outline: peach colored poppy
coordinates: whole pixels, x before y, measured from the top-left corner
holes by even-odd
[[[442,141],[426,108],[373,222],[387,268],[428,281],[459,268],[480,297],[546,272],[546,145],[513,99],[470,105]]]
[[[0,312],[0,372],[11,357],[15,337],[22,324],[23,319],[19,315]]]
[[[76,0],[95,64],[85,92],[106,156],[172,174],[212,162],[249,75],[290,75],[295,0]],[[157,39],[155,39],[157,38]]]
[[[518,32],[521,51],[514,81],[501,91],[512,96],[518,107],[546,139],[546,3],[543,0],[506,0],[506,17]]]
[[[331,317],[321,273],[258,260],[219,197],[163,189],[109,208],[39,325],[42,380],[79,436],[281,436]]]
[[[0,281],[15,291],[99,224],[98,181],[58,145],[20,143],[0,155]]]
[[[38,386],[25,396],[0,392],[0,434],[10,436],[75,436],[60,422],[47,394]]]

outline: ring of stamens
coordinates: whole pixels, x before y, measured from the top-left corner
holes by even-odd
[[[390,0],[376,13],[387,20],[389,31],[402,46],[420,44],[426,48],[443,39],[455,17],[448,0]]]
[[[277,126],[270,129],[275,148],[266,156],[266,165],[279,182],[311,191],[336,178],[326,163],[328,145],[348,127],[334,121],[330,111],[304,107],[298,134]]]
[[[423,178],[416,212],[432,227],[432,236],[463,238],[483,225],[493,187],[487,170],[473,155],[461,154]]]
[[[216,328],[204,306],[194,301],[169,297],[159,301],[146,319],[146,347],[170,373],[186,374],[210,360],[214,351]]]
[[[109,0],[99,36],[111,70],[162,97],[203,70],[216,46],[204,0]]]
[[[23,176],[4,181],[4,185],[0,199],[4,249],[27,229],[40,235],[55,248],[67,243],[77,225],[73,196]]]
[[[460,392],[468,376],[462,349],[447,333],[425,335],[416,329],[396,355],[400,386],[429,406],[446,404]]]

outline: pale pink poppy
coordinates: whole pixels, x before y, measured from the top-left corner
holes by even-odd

■ ■ ■

YOUR INSTRUCTIONS: Return every line of the data above verbatim, keeping the original order, spacing, and punctuation.

OUTPUT FOR THIS EXERCISE:
outline: peach colored poppy
coordinates: whole pixels, x before y, measured from the top-left corner
holes by even-odd
[[[442,141],[426,108],[373,222],[387,268],[428,281],[459,268],[480,297],[546,272],[546,145],[513,99],[470,105]]]
[[[0,312],[0,372],[11,357],[15,337],[22,324],[23,319],[19,315]]]
[[[76,0],[95,64],[85,92],[106,156],[172,174],[212,162],[249,75],[290,75],[295,0]],[[157,39],[155,39],[157,38]]]
[[[518,32],[521,51],[514,81],[501,91],[512,96],[518,107],[546,139],[546,3],[543,0],[506,0],[506,17]]]
[[[331,317],[321,273],[258,260],[219,197],[163,189],[109,208],[39,325],[42,380],[79,436],[281,436]]]
[[[0,281],[15,291],[99,224],[98,181],[58,145],[20,143],[0,155]]]
[[[38,386],[25,396],[0,392],[0,434],[10,436],[75,436],[60,422],[47,394]]]

outline: ring of stamens
coordinates: whole pixels, x before y, measured from the top-left corner
holes by even-odd
[[[390,0],[376,13],[387,20],[389,31],[402,46],[420,44],[426,48],[443,39],[455,17],[448,0]]]
[[[277,126],[270,129],[275,148],[266,156],[266,165],[279,182],[311,191],[336,178],[326,163],[328,145],[348,127],[334,121],[330,111],[304,107],[298,134]]]
[[[423,178],[416,212],[432,227],[432,236],[463,238],[483,225],[493,187],[487,170],[473,155],[461,154]]]
[[[216,328],[204,306],[194,301],[169,297],[159,301],[146,319],[146,347],[170,373],[186,374],[210,360],[214,351]]]
[[[109,0],[99,36],[111,70],[162,97],[203,70],[216,46],[204,0]]]
[[[23,176],[4,181],[4,185],[0,199],[4,249],[27,229],[40,235],[55,248],[67,243],[77,225],[73,196]]]
[[[460,392],[468,376],[462,349],[447,333],[425,335],[416,329],[396,355],[400,386],[429,406],[446,404]]]

outline: pale pink poppy
coordinates: whole pixels, x before y, measured from the top-left corner
holes by even-odd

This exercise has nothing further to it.